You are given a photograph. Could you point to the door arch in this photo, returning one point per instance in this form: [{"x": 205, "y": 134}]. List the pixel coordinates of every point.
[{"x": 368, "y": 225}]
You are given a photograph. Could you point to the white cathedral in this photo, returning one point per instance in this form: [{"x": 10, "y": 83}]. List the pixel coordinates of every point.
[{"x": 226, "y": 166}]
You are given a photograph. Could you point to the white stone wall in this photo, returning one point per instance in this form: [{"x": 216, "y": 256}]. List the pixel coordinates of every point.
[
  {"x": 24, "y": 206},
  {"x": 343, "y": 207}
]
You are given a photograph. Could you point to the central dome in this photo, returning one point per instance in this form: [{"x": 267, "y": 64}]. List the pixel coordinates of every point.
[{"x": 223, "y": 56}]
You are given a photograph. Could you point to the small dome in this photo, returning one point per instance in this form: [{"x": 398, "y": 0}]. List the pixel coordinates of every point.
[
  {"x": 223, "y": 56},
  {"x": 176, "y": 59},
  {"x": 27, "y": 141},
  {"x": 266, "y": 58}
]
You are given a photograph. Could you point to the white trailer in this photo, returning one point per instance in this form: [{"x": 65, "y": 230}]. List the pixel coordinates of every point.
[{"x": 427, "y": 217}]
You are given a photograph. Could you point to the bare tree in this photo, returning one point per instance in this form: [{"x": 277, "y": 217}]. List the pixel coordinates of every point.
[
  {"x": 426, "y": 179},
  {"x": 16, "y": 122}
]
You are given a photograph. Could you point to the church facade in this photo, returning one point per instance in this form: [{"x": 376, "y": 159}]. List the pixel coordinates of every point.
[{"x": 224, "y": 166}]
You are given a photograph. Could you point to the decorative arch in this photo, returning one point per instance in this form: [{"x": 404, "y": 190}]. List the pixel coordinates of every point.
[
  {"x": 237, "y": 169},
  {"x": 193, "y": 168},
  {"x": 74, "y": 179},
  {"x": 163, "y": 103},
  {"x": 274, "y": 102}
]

● ● ●

With every line intact, output the listing above exactly.

ANSWER:
You are given a photograph. Could you point to the door arch in this photo, returning one point per instance in this form: [{"x": 205, "y": 134}]. List the pixel coordinates of every point.
[{"x": 368, "y": 225}]
You are given a photograph. Could you point to the white cathedral in this photo, returning one point per instance in this form: [{"x": 10, "y": 83}]. List the pixel coordinates of every point.
[{"x": 226, "y": 166}]
You are given a photograph. Could you point to the white stone wall in this photo, returning one point per instance in this form: [{"x": 216, "y": 256}]. List the pixel coordinates of every point.
[
  {"x": 24, "y": 206},
  {"x": 343, "y": 207}
]
You are given a photograph. Could you point to the central dome in this photo, returning one point per instance in this form: [{"x": 267, "y": 64}]. List the pixel coordinates of every point.
[{"x": 223, "y": 56}]
You are given a photograph. Could you point to the small dome in this photo, returning one point per instance in this form: [{"x": 398, "y": 0}]. List the pixel coordinates of every point.
[
  {"x": 223, "y": 56},
  {"x": 176, "y": 59},
  {"x": 27, "y": 141},
  {"x": 266, "y": 58}
]
You are given a photograph. Could you point to the white trailer in this photo, returning one point per instance in this form: [{"x": 65, "y": 230}]. List the pixel coordinates of every point.
[{"x": 427, "y": 217}]
You are given a photograph. Could you point to the bare tree in this photo, returning one point per instance in this form: [{"x": 277, "y": 217}]. List the pixel coordinates of every point.
[
  {"x": 426, "y": 179},
  {"x": 16, "y": 122}
]
You are given a photograph. Could you point to the church facade in this photo, returning one point per instance in this form: [{"x": 376, "y": 159}]. List the pixel coordinates of every point.
[{"x": 224, "y": 166}]
You are given a photograph. Could you point to the decorative arch in this photo, returning one point per instance in this form: [{"x": 404, "y": 190}]. List the pixel coordinates of every point.
[
  {"x": 237, "y": 169},
  {"x": 193, "y": 168},
  {"x": 74, "y": 179},
  {"x": 163, "y": 103},
  {"x": 274, "y": 102}
]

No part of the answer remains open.